Your tasks:
a: In the reflection on Psalm 146, why shouldn't one put confidence in powerful people? Answer in one to three sentences.
b: Reproduce the reflection on Psalm 146 word for word, taking everything from "In Psalm 146, a" down to "orphan and widow.".
c: Translate this sentence from the Psalm 146 reflection into Spanish: "He made everything and his promises endure forever."

Extract to read:
********************

In Psalm 146, a clear distinction is made between the power of God and the power of man.  It says in Psalm 146:4-5, “Don’t put your confidence in powerful people; there is no help for you there.  When they breathe their last, they return to the earth, and all their plans die with them.” 

Not so with God, the Psalm goes onto say.  He made everything and his promises endure forever.   

And yet, how does God exert his power? The rest of the Psalm goes onto to celebrate the way God cares for the oppressed, hungry, prisoner, blind, those weighed down with life, foreigner, orphan and widow.   

The ESV Devotional Psalter says, “This is the best of all possible worlds.  This is a God who can be counted on unflinchingly...Are you in distress?  Are you overwhelmed?  Marinate your heart in the power and love of the Savior.”

********************

Listed records:

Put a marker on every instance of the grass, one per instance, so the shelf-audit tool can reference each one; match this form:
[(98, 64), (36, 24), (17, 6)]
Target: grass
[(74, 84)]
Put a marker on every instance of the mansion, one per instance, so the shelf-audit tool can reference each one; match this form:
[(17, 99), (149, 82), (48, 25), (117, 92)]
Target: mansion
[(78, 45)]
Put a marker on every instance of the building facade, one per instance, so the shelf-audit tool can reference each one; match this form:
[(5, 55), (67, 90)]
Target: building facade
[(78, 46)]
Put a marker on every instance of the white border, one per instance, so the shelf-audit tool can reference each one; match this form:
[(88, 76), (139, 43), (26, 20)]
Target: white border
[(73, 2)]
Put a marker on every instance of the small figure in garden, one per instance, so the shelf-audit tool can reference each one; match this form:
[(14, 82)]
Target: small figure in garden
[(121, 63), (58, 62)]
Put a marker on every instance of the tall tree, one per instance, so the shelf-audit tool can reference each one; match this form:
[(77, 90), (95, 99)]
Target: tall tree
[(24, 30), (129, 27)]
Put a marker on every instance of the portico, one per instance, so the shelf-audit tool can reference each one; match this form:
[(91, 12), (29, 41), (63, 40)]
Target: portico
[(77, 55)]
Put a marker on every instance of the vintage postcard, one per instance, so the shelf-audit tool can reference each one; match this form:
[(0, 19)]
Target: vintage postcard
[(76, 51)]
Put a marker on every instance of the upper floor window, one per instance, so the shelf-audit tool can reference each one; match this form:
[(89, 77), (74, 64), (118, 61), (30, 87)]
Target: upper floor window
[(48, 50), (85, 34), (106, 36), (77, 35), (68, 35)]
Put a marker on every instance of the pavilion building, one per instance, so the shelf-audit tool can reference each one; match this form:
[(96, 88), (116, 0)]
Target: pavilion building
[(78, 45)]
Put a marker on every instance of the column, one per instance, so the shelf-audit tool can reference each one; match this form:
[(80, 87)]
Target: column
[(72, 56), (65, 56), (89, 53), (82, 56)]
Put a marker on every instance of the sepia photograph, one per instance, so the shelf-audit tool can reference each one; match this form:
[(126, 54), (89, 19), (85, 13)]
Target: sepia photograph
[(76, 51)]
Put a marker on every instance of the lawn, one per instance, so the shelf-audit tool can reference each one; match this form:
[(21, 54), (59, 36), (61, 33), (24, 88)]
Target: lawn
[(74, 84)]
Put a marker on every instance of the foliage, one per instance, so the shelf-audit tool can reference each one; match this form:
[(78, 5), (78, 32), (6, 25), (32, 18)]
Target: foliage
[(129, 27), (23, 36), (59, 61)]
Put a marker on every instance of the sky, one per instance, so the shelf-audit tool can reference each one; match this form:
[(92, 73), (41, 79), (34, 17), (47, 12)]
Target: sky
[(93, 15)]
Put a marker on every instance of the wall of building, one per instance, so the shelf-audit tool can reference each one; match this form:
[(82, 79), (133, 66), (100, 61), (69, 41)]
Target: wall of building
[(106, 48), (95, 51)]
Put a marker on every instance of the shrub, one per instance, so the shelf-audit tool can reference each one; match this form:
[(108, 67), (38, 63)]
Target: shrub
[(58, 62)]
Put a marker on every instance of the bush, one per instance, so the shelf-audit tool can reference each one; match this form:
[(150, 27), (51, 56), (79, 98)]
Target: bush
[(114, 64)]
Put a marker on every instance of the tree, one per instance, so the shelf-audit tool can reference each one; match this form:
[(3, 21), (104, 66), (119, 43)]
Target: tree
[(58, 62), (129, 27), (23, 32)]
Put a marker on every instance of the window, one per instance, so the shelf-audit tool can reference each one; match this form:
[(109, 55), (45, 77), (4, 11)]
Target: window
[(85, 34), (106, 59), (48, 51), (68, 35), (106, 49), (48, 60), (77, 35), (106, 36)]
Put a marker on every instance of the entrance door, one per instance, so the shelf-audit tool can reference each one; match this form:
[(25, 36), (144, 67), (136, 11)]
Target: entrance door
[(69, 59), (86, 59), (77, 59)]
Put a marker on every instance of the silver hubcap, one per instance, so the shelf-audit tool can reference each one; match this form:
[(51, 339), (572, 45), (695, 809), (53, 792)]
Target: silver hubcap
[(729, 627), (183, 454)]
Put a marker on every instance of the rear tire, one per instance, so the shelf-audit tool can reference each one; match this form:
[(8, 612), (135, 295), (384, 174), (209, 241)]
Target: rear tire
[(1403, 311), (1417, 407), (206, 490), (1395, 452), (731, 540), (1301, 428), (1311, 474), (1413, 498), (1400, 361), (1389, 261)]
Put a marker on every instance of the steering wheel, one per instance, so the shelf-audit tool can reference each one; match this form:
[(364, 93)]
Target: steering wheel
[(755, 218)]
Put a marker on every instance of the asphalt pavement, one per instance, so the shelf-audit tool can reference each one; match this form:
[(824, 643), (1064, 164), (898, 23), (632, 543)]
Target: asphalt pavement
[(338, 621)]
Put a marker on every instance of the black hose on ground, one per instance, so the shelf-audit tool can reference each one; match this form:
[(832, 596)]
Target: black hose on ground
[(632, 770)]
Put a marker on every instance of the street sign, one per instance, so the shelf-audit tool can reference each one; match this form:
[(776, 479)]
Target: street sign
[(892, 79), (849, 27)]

********************

Solved tasks:
a: There is no help to be found in them. When they breathe their last, they return to the earth, and all their plans die with them.

b:
In Psalm 146, a clear distinction is made between the power of God and the power of man.  It says in Psalm 146:4-5, “Don’t put your confidence in powerful people; there is no help for you there.  When they breathe their last, they return to the earth, and all their plans die with them.” 

Not so with God, the Psalm goes onto say.  He made everything and his promises endure forever.   

And yet, how does God exert his power? The rest of the Psalm goes onto to celebrate the way God cares for the oppressed, hungry, prisoner, blind, those weighed down with life, foreigner, orphan and widow.

c: Él hizo todas las cosas y sus promesas perduran para siempre.